_Given passage_:

──────────────────────────────

This rule helps us to obtain desired fibers with tunable diameters ranging from millimeter-scale to microscale by simple control over the drawing parameters. Other factors including materials viscosity, thermal expansion coefficient, chemical stability and surface tension also affect the thermal drawing process. We refer the readers to other relevant publications [53, 54].
2.2 Criteria for material selection
Thermal drawing of multi-material fibers involves materials with disparate physical and chemical properties. Some criteria should be met to ensure that the obtained fiber maintains the identical cross-sectional architecture as the preform. First, the cladding materials should exhibit relatively high viscosity to support the drawing stress and encapsulate all materials inside the fiber. Secondly, the viscosities of different materials should be compatible to achieve synergetic thermoplastic deformation or thermal flow during drawing. Thirdly, when crystalline materials, such as low melting point electrode materials, are integrated, their melting points should be below the thermal drawing temperature to ensure their stable flow. The materials interfacing with the crystalline materials should be in a highly viscous state to avoid mutual mixing. Lastly, the thermal expansion coefficients of all materials should be within a small range at the drawing temperature to prevent the formation of fractures and cracks at the interface [9].
3 Materials and structures of thermally drawn piezoelectric fibers (TDPFs)
TDPF devices consist of piezoelectric materials, conductive electrodes and encapsulating materials. Some typical designs are depicted in Fig. 3, where the piezoelectric material is sandwiched between two layers of polymeric electrodes in contact with a metallic electrode respectively and the whole assembly is encapsulated in a protective cladding. The piezoelectric material, acting as the primary functional domain, converts mechanical deformations or vibrations into electrical signals or vice versa. The conductive materials are placed on both sides of the piezoelectric material to either measure the voltage when mechanical energy is converted into electrical energy or apply an electric field when electrical energy is converted into mechanical energy [55]. In the next sections, we will elaborate the typical piezoelectric materials and device architecture of TDPFs.
3.1 Materials
3.1.1 Piezoelectric materials
Some typical piezoelectric materials include ceramic barium titanate (BaTiO3, BTO) and lead zirconate titanate (PbZr1−xTixO3, PZT) [56]. BTO and PZT are ABO3 perovskite materials with cubic crystal structure below Curie temperature Tc (Fig. 4a). Both would undergo phase changes above their respective Curie temperature, so their working and processing temperature must not exceed the Curie temperature [24, 57, 58].
Although BTO- and PZT-based piezoelectric materials have been widely adopted in planar piezoelectric devices because of their extraordinary performances, their bulky forms cannot be directly used as the main piezoelectric materials in TDPFs, because of their high melting points incompatible with the thermal drawing process. Instead, polymeric polyvinylidene difluoride (PVDF) and poly(vinylidene fluoride-co-trifluoroethylene) (P(VDF-TrFE)) are the main piezoelectric materials used to construct TDPF devices due to their low processing temperatures and excellent piezoelectric properties [59].

──────────────────────────────

_Data records_:

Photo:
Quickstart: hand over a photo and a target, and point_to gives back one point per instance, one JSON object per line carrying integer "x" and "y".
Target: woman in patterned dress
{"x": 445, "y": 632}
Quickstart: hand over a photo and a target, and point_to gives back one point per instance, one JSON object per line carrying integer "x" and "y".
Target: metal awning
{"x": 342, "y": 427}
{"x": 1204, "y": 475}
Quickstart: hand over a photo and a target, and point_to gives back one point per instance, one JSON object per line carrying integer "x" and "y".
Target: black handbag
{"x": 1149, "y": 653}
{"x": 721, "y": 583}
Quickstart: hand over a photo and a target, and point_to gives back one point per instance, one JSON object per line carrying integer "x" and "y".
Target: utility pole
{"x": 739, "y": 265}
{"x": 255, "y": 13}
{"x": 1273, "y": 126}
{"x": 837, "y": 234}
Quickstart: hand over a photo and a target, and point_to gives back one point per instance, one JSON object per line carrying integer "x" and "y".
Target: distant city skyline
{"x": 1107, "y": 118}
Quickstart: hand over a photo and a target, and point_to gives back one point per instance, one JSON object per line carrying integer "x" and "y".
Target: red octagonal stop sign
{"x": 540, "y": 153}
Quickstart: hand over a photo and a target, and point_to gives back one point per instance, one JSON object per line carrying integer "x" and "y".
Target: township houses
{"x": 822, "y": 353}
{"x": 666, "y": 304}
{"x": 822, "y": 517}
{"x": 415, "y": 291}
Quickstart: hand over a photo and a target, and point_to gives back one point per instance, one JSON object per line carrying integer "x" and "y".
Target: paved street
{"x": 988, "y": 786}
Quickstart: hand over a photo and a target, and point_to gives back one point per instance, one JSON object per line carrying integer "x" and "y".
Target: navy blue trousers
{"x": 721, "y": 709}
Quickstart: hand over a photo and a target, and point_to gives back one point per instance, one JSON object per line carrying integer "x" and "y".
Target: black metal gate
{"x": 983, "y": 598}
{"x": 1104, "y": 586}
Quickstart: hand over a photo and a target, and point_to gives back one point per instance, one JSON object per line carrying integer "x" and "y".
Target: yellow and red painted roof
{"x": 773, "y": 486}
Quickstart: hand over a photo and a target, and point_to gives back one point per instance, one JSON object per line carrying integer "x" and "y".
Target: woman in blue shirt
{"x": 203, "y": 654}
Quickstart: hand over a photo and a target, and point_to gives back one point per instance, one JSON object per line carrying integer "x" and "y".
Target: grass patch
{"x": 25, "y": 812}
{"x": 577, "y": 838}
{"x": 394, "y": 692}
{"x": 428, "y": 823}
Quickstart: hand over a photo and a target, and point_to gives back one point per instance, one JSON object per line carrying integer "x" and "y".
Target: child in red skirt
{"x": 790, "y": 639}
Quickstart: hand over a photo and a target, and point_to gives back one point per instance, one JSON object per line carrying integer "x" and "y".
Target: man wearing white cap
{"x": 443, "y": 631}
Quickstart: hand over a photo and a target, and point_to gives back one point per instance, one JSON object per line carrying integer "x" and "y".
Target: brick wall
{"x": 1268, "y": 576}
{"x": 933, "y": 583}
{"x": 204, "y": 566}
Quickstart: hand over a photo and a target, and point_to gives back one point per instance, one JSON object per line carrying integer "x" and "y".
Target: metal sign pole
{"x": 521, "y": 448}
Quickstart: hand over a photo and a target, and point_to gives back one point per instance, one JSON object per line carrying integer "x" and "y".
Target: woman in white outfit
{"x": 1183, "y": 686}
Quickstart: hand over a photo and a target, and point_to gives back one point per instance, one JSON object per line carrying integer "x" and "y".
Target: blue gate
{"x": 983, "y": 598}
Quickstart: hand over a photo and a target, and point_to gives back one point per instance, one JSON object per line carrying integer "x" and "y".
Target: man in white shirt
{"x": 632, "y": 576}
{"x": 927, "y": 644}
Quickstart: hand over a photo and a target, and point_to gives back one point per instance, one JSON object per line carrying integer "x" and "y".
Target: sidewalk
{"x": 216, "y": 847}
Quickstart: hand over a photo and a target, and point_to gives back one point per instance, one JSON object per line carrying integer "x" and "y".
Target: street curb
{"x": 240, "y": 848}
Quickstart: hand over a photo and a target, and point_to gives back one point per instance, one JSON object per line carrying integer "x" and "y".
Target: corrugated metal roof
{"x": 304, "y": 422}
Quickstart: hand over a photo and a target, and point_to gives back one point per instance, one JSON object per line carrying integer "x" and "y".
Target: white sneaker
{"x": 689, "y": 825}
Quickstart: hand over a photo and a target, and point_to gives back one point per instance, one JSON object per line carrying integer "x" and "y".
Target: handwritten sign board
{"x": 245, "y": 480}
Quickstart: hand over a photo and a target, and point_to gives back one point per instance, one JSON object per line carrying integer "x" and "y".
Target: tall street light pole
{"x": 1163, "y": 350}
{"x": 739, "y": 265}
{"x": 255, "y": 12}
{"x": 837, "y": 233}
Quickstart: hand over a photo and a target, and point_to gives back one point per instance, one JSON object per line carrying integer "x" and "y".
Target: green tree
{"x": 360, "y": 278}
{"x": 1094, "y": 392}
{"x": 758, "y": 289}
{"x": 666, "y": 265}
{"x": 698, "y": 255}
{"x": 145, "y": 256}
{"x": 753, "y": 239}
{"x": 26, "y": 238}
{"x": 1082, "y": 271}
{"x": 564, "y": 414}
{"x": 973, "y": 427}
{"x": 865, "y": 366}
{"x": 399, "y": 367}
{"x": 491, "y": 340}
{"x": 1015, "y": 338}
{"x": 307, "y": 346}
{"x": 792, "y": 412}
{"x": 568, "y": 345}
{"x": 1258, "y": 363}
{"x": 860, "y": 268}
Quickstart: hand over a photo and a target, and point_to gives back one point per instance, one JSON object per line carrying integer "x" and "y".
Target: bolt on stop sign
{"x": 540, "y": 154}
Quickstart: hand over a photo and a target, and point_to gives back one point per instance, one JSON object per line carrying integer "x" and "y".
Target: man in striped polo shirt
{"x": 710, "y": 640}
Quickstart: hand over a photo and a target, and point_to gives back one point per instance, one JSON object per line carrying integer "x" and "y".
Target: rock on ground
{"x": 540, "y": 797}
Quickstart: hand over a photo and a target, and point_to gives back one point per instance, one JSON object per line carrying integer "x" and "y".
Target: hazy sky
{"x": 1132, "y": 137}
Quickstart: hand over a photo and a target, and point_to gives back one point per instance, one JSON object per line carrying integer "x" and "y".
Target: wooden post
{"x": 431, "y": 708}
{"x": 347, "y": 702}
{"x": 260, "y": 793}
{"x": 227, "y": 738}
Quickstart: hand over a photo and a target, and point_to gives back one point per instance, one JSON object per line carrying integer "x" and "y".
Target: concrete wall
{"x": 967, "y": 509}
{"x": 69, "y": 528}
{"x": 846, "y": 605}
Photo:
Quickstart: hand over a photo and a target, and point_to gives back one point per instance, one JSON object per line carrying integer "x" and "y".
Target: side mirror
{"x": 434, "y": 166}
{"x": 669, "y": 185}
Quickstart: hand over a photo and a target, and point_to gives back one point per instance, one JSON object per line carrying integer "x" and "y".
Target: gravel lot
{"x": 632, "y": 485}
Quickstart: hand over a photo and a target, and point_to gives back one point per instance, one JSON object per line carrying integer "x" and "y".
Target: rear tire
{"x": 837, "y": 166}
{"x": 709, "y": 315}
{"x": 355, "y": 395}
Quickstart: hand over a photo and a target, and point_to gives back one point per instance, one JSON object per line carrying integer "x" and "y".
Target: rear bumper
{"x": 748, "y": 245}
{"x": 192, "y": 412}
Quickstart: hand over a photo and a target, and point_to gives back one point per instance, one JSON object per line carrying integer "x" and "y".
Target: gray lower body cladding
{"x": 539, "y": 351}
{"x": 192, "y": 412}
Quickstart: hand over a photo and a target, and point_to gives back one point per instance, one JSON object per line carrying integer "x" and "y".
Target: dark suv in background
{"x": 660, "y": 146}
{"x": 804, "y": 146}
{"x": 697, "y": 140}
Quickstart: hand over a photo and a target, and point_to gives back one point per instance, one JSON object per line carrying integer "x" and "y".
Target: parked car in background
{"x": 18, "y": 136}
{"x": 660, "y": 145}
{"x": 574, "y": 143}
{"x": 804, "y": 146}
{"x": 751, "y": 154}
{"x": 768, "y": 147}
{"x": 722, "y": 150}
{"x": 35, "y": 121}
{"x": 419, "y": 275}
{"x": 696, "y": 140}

──────────────────────────────

_Tasks and exercises_:
A - In the passage on thermally drawn piezoelectric fibers, reproduce the text between "This rule helps" and "publications [53, 54].", inclusive.
B - Answer these questions using the passage on thermally drawn piezoelectric fibers:
(i) How should the melting points of crystalline materials compare with the thermal drawing temperature?
(ii) What three kinds of materials make up TDPF devices?
(iii) What keeps bulky BTO and PZT from being used directly as the main piezoelectric materials in TDPFs?
C - The passage on thermally drawn piezoelectric fibers names several factors besides the drawing parameters that also affect the thermal drawing process. List all of them.

_Solutions to the tasks_:
A -
This rule helps us to obtain desired fibers with tunable diameters ranging from millimeter-scale to microscale by simple control over the drawing parameters. Other factors including materials viscosity, thermal expansion coefficient, chemical stability and surface tension also affect the thermal drawing process. We refer the readers to other relevant publications [53, 54].

B -
(i) Their melting points should be below the thermal drawing temperature.
(ii) Piezoelectric materials, conductive electrodes and encapsulating materials.
(iii) Their high melting points are incompatible with the thermal drawing process.

C -
- Materials viscosity
- Thermal expansion coefficient
- Chemical stability
- Surface tension